→ **STUDY TEXT**
Another long title. The whole thing is below.

Hubmed Page: Role of Cardiac ATP-Regulated Potassium Channels in Differential Responses of Endocardial and Epicardial Cells to Ischemia

This 8-page article quantifies in great detail the ATP sensitivity of ATP-regulated potassium channels, often referred to as IK(ATP). As the article shows by many references, it’s known that the epicardium of the heart is more sensitive to lack of oxygen (and therefore metabolic energy in the form of adenosine triphosophate — ATP) than then endocardium of the heart. The authors of this study first measured currents from ATP-regulated potassium channels in the presence of CN (cyanide, which blocks the generation of ATP), and then more directly pulled off patches of cell membrane with ATP-regulated potassium channels, and tested them in the presence of varying concentrations of ATP. In both cases, action potentials (the way in which cardiac cells ‘fire’ to initiate contraction and signal each other) were shortened more in the epicardial patches than in those from the endocardium. The degree to which this shortening occurred and at what concentrations is well-documented in the article.
The results of this study are clear, well-presented, and extremely useful in modeling ischemia in the heart. It’s a long read, with a ton of experimental detail, but the results are worth slogging through all of that. This fundamental article on ATP-regulated potassium channels is a must-read for anyone wanting to study ischemia and infarction in the heart.

→ **INFORMATION SHOWN**

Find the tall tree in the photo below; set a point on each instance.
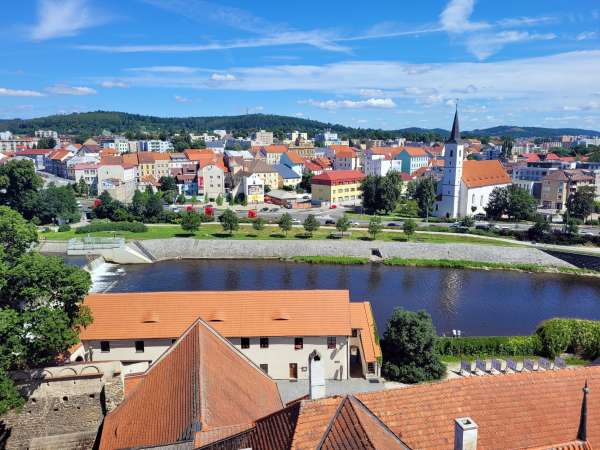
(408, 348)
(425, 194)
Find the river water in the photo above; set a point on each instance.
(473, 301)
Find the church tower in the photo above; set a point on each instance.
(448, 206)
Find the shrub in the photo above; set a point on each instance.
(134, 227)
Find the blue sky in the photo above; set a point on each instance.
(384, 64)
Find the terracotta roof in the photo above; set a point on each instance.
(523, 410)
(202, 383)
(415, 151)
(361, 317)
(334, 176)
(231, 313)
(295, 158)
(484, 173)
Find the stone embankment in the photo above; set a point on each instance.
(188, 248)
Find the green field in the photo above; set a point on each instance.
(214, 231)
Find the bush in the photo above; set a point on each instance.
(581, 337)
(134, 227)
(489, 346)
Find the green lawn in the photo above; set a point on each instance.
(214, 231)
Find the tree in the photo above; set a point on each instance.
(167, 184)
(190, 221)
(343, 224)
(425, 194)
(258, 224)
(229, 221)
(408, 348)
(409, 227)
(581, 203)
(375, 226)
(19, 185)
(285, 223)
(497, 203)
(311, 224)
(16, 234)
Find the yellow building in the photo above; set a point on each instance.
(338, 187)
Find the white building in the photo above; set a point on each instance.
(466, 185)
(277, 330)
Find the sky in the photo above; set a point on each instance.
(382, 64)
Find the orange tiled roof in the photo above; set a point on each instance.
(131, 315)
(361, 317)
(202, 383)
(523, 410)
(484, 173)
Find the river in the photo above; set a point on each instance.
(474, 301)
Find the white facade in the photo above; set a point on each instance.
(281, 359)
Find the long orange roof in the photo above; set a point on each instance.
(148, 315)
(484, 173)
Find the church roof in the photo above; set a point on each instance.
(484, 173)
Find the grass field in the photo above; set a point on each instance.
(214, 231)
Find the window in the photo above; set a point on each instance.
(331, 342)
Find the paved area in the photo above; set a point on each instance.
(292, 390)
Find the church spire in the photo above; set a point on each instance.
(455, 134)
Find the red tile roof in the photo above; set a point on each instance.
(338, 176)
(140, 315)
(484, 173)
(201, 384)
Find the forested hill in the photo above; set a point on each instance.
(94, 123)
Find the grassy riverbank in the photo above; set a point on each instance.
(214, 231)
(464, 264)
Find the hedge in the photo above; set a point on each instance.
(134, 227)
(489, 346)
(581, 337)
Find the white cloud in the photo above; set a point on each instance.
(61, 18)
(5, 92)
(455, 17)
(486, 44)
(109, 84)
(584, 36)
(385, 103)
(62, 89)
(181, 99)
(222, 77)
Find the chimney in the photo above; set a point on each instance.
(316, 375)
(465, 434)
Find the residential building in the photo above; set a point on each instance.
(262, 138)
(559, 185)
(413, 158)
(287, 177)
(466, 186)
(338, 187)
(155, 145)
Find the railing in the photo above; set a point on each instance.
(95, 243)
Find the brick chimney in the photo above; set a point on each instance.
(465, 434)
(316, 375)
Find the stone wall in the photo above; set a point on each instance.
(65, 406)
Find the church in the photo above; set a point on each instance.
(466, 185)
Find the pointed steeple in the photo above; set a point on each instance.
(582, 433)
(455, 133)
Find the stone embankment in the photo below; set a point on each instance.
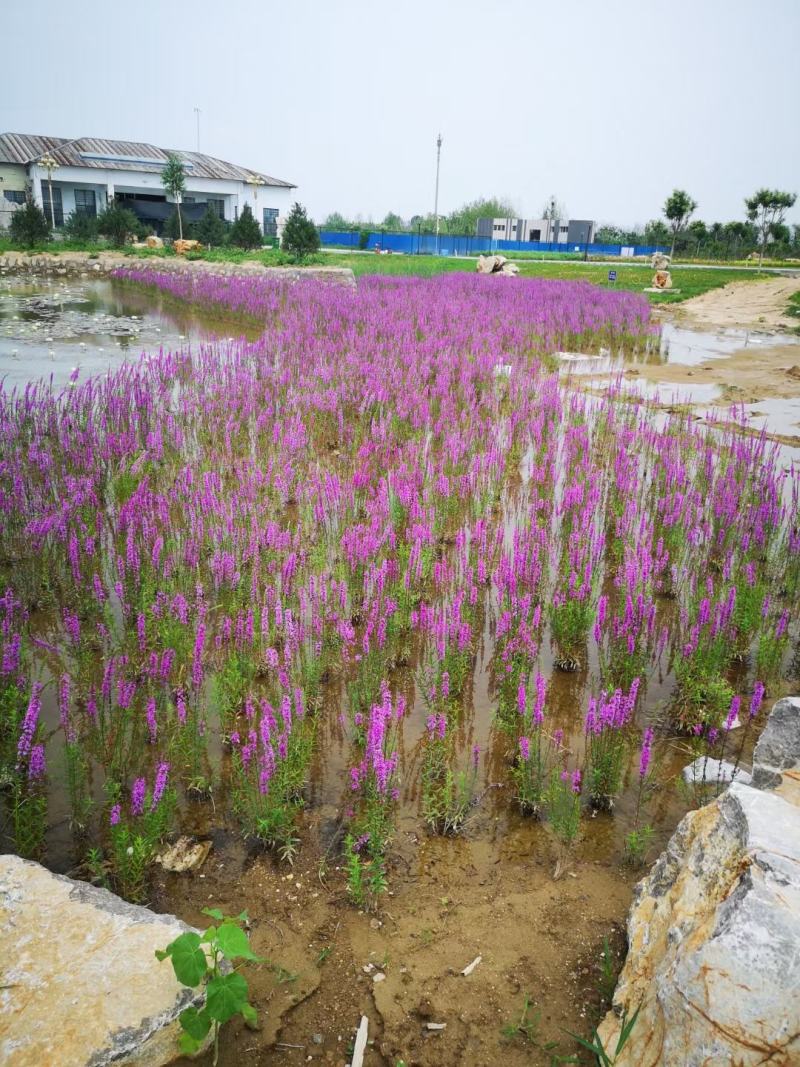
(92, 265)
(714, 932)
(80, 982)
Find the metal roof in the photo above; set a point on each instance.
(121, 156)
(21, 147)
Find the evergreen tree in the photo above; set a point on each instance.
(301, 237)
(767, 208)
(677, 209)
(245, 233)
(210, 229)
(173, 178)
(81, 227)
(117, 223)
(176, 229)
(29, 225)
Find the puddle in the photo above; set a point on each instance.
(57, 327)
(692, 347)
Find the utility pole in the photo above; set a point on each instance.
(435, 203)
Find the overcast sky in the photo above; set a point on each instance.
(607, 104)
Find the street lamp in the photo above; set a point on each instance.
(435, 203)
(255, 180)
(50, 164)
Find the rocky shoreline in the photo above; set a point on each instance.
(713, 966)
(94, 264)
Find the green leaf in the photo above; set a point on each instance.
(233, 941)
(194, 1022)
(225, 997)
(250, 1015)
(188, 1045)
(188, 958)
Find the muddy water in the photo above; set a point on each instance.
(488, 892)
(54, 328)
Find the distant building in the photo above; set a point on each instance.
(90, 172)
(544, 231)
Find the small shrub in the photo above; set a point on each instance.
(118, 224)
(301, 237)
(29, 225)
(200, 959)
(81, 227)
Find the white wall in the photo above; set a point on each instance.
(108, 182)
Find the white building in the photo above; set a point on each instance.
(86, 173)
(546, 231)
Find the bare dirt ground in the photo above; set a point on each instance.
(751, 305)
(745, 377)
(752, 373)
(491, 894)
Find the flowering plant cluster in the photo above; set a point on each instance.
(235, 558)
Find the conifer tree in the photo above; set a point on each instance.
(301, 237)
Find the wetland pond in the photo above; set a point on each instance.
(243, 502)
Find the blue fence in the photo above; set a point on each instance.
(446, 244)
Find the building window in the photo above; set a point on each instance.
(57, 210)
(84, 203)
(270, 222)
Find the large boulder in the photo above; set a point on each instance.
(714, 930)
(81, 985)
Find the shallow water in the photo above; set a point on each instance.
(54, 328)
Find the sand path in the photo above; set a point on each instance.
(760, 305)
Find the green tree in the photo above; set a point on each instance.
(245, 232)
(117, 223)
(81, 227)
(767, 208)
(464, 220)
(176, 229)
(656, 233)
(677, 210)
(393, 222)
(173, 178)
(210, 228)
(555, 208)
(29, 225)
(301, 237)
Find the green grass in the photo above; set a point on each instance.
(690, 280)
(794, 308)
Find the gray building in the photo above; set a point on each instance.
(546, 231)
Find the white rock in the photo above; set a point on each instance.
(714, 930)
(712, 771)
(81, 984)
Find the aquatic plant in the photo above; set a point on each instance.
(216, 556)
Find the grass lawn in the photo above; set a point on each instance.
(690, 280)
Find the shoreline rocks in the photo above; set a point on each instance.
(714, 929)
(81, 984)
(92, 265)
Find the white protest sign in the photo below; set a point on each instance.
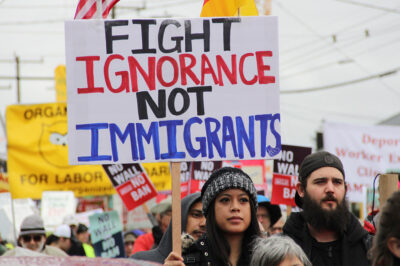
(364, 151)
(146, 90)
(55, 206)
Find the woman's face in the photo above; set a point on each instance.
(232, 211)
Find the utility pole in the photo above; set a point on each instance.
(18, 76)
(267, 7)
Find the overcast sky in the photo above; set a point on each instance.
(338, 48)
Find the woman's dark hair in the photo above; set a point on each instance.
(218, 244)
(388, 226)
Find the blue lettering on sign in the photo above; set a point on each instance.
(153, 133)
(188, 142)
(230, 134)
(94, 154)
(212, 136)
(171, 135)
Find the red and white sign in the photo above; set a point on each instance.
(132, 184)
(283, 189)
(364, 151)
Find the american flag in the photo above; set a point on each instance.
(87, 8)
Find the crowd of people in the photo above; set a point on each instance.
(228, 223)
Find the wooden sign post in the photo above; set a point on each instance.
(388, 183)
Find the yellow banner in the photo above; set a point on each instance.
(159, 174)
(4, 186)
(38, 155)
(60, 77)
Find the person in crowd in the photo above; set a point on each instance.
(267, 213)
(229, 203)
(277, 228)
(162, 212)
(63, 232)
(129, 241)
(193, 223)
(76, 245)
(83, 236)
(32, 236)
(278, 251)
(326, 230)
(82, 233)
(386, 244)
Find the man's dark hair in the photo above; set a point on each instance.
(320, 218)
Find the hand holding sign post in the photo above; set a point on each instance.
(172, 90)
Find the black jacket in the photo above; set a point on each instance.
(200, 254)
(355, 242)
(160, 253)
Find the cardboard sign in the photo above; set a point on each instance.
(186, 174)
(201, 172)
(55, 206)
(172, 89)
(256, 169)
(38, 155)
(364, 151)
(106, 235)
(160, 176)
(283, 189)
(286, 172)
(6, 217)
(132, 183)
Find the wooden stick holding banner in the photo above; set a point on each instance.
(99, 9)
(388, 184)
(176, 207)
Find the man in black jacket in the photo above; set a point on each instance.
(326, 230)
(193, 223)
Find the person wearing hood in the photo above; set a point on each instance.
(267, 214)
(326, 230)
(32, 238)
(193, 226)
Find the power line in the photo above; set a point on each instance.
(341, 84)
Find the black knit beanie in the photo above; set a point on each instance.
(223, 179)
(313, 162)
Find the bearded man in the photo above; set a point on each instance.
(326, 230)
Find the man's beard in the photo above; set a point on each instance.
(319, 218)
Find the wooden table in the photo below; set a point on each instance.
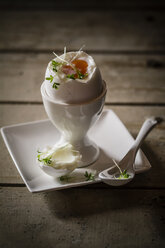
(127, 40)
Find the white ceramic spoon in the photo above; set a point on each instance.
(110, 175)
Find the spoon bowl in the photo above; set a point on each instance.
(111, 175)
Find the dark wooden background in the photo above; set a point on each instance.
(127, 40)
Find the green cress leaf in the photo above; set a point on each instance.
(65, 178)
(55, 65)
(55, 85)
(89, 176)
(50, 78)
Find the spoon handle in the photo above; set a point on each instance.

→ **WORK ORDER**
In the potassium channel review, what substance did the authors use to block the generation of ATP? Answer from the potassium channel review alone, not from the data.

→ **WRITTEN RESPONSE**
Cyanide (CN).